→ Required task:
Pictures stay out of the copy; restate everything else in the material exactly.

(Source data)
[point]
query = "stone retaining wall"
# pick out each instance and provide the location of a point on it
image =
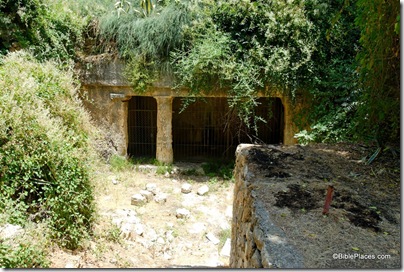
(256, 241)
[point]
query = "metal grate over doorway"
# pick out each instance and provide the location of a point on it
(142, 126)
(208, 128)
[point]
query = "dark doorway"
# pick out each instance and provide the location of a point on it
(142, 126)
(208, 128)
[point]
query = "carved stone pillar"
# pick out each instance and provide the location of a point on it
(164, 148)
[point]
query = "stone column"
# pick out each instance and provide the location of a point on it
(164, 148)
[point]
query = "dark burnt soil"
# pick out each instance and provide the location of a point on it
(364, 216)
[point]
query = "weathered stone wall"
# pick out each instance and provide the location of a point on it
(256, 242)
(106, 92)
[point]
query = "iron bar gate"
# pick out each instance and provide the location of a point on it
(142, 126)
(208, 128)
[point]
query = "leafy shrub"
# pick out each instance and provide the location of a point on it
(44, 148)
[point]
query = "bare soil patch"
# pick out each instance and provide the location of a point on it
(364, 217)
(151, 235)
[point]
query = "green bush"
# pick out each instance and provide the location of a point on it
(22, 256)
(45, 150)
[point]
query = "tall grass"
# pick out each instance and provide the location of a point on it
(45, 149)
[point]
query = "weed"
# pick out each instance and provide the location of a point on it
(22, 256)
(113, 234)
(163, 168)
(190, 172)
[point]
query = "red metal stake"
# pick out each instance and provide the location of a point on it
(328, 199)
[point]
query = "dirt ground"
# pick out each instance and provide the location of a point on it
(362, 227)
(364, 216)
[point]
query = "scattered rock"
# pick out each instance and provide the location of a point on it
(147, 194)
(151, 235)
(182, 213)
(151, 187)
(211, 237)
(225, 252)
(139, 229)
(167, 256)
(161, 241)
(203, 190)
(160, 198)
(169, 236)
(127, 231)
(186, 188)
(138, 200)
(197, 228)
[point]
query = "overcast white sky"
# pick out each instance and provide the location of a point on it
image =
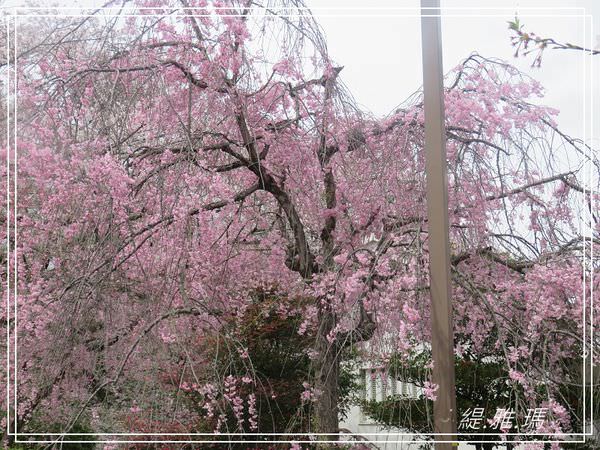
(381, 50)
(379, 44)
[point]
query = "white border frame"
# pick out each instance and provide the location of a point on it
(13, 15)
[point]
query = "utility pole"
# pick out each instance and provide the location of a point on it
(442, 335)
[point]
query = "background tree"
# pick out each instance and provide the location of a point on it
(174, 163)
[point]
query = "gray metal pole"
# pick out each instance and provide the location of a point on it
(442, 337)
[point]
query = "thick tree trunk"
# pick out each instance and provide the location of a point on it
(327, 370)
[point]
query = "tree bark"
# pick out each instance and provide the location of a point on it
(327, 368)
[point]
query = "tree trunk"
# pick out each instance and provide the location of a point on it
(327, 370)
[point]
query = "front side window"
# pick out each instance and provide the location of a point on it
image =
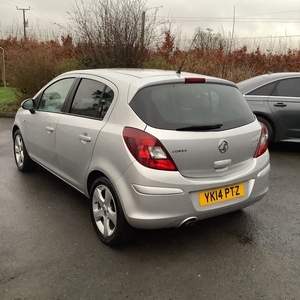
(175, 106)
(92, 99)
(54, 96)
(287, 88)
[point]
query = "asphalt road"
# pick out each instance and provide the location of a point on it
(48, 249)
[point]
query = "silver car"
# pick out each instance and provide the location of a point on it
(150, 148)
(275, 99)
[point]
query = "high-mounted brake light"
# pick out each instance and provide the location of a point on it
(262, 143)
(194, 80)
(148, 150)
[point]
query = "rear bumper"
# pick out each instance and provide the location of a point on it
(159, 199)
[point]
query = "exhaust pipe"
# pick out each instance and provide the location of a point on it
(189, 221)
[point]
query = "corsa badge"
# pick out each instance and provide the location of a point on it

→ Expected output:
[point]
query = "stone retaining wall"
# pick out each instance and provide the location of a point on it
image =
(256, 241)
[point]
query = "metal grate over doorway"
# pick out each instance and provide the location of a point on it
(142, 126)
(208, 128)
[point]
query = "dark doorway"
# pick out each instance and provide the location of a point on it
(142, 126)
(208, 128)
[point]
query = "carved stone pillar"
# pick out each instance and provide the location of a point on it
(164, 148)
[point]
query = "stone column"
# pick out each instance and provide the location of a point on it
(164, 148)
[point]
query = "dark burnt soil"
# pick out each instance and provide the location of a point on it
(364, 216)
[point]
query = "weathered stone wall"
# pick out each instance and provide the location of a point on it
(256, 242)
(106, 92)
[point]
query = "iron bar gate"
# pick out each instance and provide the location of a point on it
(142, 126)
(208, 128)
[point]
query = "leafy shrub"
# pick out each instance and provide the location of a point on it
(44, 148)
[point]
query = "bare soil patch"
# pick out each instance and provide the location of a point on it
(364, 217)
(151, 235)
[point]
query = "green bush"
# pick out each instance and provide the location of a point on it
(22, 256)
(45, 150)
[point]
query = "tall grass"
# pick out each instance and provide the location of a point on it
(45, 149)
[point]
query = "weed"
# pick out each instance and provide the location of a point on it
(22, 256)
(113, 234)
(163, 168)
(190, 172)
[point]
query = "red metal stake"
# pick out each instance and provide the location of a point on it
(328, 199)
[point]
query = "dirt ground"
# pick out each instance and provide the location of a point on it
(362, 227)
(364, 216)
[point]
query = "scattered rock"
# pick out each instance and provide the location of a point on it
(147, 194)
(151, 235)
(182, 213)
(151, 187)
(211, 237)
(225, 252)
(139, 229)
(167, 256)
(161, 241)
(203, 190)
(160, 198)
(169, 236)
(127, 231)
(186, 188)
(138, 200)
(197, 228)
[point]
query = "overcast white sky"
# pick out each instance and provide the location of a point on it
image =
(381, 50)
(379, 44)
[point]
query = "white border frame"
# pick out each instance and provide the location of a point on it
(13, 15)
[point]
query = "utility pole"
# pick out each instance and provide the location of a point on it
(442, 335)
[point]
query = "background tree"
# pick out each instance and provide the location of a point on it
(174, 163)
[point]
query = "gray metal pole"
# pick out each instance and provide the location of a point on it
(442, 337)
[point]
query = "thick tree trunk"
# pick out each instance and provide the location of a point on it
(327, 370)
[point]
query = "tree bark"
# pick out each instance and provide the location of a point on it
(327, 368)
[point]
query = "tree trunk"
# pick out each instance and provide the location of a point on it
(327, 370)
[point]
query = "front side window"
# pick out each instance and provide the location of a point on it
image =
(175, 106)
(92, 99)
(54, 96)
(287, 88)
[point]
query = "asphalt road"
# pick out each instance and provide the location of a point on it
(48, 249)
[point]
query = "silver car"
# pick out each instance and provide the location of a point on it
(150, 148)
(275, 99)
[point]
query = "high-mounted brake light"
# pick out each instance and provide the location of a point on it
(262, 143)
(194, 80)
(148, 150)
[point]
query = "rear bumper"
# pick out each instance and provide the location of a point on it
(159, 199)
[point]
query = "exhaust pipe"
# pick out each instance and provide the location of a point on it
(189, 221)
[point]
query = "corsa badge"
# pick out each instance and provide the location of a point on it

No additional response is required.